[Tekst]
▼

Strzelin stracił wyjątkową osobę

W wieku 34 lat zmarła Małgorzata Hałas-Koralewska. Wybitna sportsmenka, wyjątkowa osoba, która uprawianie sportu potrafiła łączyć z działalnością społeczną i charytatywną, dumnie reprezentując Strzelin i Polskę na arenie międzynarodowej. W naszym wspomnieniu pragniemy przedstawić sylwetkę tej wybitnej osobowości.

Początki

Małgorzata Hałas-Koralewska cierpiała na chondrodystrofię – chorobę genetyczną powodującą niskorosłość i nie planowała swojego życia wiązać ze sportem. Jednak w 2004 r., w szkole średniej, drzemiący w niej  potencjał rozpoznał trener Ryszard Tomaszewski, który zauważył Gosię podczas innych zajęć sportowych i namówił do sprawdzenia swoich sił w podnoszeniu ciężarów. Tak Gosia rozpoczęła treningi powerliftingu, lecz przez wiele lat była po prostu jedną z wielu zawodniczek uprawiających ten sport.

▲

[Cel 1] Pomnóż przez 0,6 każdą współrzędną ramek w odpowiedziach we fragmencie rekordów od wiersza zawierającego „Accessibility tool request — describe the position of edelweiss” do wiersza zawierającego „[337,140,358,154]” włącznie, zaokrąglając wyniki do liczb całkowitych (połówki w górę). Podaj ponownie wszystkie wiersze tego fragmentu, nie pomijając żadnego.
Tekst i rekordy nie mają ze sobą żadnego związku.

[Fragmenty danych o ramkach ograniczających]
▼

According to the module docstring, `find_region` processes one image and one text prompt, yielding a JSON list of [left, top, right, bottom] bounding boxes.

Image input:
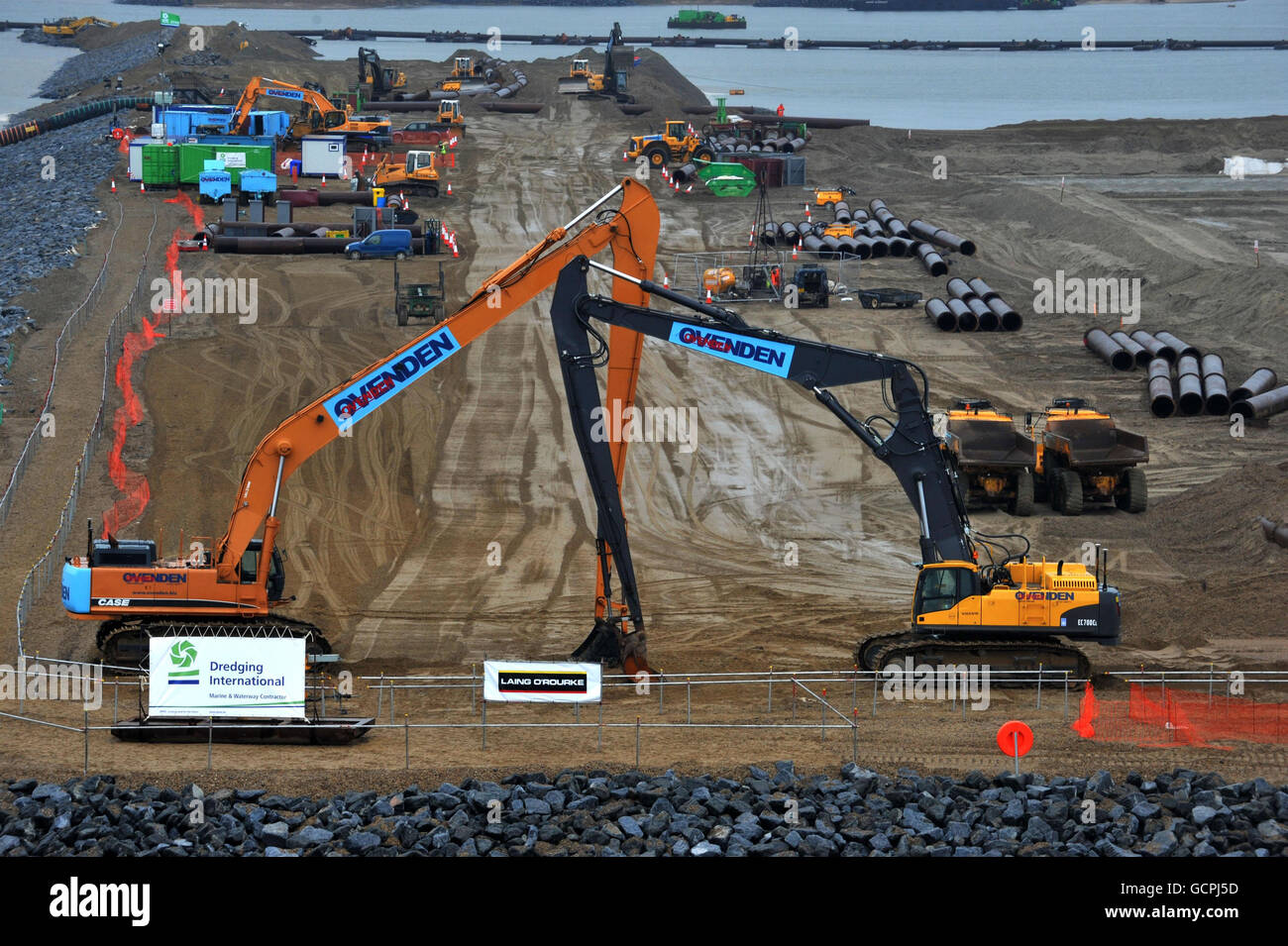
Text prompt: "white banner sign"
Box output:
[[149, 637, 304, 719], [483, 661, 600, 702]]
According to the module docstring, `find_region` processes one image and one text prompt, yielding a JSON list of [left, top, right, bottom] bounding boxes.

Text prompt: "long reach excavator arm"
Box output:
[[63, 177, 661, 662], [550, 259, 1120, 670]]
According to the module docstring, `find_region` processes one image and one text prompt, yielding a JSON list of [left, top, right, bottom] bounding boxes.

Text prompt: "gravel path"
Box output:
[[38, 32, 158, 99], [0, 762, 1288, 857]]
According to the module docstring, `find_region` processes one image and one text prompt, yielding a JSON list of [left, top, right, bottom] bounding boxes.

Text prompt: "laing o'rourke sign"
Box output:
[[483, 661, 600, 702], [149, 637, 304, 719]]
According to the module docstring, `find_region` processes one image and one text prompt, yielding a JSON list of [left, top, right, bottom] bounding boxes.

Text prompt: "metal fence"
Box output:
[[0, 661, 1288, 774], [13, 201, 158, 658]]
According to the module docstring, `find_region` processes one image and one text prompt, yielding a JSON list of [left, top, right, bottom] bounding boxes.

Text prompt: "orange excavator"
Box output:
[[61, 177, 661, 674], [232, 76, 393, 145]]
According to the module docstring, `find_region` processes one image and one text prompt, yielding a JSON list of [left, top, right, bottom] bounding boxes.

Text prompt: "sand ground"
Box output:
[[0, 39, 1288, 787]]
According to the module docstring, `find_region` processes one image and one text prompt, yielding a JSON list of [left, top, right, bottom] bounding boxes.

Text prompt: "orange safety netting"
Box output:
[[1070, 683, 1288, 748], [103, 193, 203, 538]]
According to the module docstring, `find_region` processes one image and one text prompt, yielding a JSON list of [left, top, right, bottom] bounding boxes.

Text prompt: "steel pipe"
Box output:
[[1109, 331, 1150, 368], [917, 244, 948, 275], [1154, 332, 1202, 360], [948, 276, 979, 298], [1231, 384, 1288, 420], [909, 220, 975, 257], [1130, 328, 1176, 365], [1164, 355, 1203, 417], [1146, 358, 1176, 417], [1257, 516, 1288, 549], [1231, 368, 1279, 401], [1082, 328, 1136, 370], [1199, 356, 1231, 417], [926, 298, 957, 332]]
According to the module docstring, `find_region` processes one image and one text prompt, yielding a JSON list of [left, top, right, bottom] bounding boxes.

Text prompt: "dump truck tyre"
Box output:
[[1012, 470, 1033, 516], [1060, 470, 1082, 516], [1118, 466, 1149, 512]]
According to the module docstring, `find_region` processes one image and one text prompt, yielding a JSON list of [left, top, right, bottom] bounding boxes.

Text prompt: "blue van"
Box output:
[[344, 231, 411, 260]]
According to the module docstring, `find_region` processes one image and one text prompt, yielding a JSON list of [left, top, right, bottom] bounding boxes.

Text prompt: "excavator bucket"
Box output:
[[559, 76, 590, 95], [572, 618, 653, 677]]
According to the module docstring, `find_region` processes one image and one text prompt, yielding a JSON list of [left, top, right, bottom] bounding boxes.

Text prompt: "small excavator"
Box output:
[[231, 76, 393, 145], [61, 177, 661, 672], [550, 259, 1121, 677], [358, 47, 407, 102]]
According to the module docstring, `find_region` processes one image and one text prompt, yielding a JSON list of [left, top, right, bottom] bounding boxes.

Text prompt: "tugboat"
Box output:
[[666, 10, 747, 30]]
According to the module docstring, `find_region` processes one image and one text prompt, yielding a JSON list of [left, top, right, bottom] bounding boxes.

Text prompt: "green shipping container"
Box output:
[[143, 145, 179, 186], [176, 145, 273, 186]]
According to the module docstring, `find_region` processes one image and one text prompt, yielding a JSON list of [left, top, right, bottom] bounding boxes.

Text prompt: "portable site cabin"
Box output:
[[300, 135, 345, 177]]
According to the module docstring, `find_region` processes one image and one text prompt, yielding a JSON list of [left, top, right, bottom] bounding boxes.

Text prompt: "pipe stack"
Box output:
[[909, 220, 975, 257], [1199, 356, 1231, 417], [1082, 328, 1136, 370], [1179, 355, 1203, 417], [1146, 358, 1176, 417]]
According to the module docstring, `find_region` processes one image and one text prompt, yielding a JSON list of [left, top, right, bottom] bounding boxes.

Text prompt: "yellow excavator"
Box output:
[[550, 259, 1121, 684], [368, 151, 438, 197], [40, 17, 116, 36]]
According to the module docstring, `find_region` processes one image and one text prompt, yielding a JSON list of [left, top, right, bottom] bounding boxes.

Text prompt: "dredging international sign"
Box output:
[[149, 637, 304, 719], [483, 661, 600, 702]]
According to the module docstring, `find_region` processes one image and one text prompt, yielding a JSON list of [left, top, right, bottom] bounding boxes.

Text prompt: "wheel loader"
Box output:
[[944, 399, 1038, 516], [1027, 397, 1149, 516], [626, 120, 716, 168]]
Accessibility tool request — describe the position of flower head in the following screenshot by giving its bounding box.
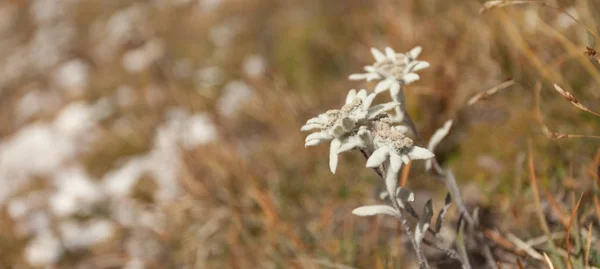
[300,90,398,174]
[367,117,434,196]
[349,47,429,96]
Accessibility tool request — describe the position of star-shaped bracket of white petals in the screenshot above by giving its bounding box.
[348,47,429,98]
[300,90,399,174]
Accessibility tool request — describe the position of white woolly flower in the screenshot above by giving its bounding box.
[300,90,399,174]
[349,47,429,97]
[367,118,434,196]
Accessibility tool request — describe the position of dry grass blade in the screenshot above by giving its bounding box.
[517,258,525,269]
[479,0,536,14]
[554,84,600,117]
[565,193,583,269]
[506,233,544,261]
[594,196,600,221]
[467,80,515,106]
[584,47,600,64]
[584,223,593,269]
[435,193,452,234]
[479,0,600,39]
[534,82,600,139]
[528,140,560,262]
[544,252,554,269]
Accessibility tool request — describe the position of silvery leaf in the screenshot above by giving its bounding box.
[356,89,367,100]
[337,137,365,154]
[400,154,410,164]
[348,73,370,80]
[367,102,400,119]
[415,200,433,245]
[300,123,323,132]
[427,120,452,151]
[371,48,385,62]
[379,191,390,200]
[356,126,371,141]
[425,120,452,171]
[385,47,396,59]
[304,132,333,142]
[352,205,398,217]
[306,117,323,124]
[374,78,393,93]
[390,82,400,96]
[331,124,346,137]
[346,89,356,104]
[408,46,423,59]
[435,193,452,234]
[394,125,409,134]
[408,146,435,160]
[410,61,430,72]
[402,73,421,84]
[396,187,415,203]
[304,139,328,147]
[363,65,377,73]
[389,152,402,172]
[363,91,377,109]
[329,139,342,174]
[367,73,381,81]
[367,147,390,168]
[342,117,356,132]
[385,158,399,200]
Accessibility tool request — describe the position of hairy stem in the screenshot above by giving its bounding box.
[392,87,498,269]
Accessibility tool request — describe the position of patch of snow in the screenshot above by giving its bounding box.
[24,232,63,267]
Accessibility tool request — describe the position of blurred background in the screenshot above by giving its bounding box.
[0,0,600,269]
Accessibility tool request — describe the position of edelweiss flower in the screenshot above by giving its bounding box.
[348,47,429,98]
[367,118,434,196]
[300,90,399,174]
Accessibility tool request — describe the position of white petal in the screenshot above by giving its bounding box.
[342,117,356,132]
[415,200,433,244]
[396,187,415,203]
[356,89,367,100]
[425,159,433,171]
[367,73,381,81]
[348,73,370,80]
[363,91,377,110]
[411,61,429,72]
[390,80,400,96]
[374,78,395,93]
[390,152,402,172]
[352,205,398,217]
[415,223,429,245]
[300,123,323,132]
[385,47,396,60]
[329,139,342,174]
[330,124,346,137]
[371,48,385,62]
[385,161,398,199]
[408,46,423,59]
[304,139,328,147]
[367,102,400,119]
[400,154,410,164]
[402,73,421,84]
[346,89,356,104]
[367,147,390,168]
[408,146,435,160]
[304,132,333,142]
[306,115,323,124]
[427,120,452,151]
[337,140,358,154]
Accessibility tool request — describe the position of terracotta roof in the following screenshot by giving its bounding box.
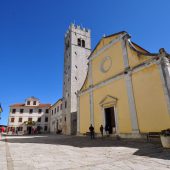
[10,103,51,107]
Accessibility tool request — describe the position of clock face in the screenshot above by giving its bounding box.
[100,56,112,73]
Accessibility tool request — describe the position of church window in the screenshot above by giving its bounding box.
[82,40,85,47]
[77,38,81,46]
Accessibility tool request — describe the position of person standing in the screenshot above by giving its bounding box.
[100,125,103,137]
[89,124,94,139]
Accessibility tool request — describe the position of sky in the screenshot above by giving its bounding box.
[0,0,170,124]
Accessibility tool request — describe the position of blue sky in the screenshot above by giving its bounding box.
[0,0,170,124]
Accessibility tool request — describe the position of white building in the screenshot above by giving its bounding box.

▲

[Cel 2] Przepisz dokładnie cały tekst o Małgorzacie Hałas-Koralewskiej.

[Poprawny wynik 1]
Accessibility tool request — describe the position of edelweiss flower in the screenshot above by giving its bounding box.
[209,28,257,59]
[220,71,260,118]
[180,54,239,104]
Accessibility tool request — describe the position of white petal in the screenshot above by giving its bounding box.
[205,70,214,79]
[249,120,260,146]
[238,112,249,122]
[214,53,220,60]
[255,95,260,103]
[220,44,229,49]
[209,44,222,48]
[218,55,226,66]
[247,37,257,43]
[234,48,240,58]
[224,47,237,56]
[234,91,241,103]
[211,123,239,130]
[249,134,257,147]
[180,74,194,79]
[231,28,238,36]
[197,83,205,104]
[198,74,208,82]
[223,29,231,37]
[231,97,239,119]
[245,28,254,35]
[182,83,197,88]
[220,61,240,71]
[240,92,246,98]
[241,44,253,50]
[208,53,214,62]
[220,88,234,101]
[245,88,261,96]
[182,79,200,85]
[184,69,194,74]
[256,72,271,91]
[202,84,215,92]

[Poprawny wynik 2]
Strzelin stracił wyjątkową osobę

W wieku 34 lat zmarła Małgorzata Hałas-Koralewska. Wybitna sportsmenka, wyjątkowa osoba, która uprawianie sportu potrafiła łączyć z działalnością społeczną i charytatywną, dumnie reprezentując Strzelin i Polskę na arenie międzynarodowej. W naszym wspomnieniu pragniemy przedstawić sylwetkę tej wybitnej osobowości.

Początki

Małgorzata Hałas-Koralewska cierpiała na chondrodystrofię – chorobę genetyczną powodującą niskorosłość i nie planowała swojego życia wiązać ze sportem. Jednak w 2004 r., w szkole średniej, drzemiący w niej  potencjał rozpoznał trener Ryszard Tomaszewski, który zauważył Gosię podczas innych zajęć sportowych i namówił do sprawdzenia swoich sił w podnoszeniu ciężarów. Tak Gosia rozpoczęła treningi powerliftingu, lecz przez wiele lat była po prostu jedną z wielu zawodniczek uprawiających ten sport.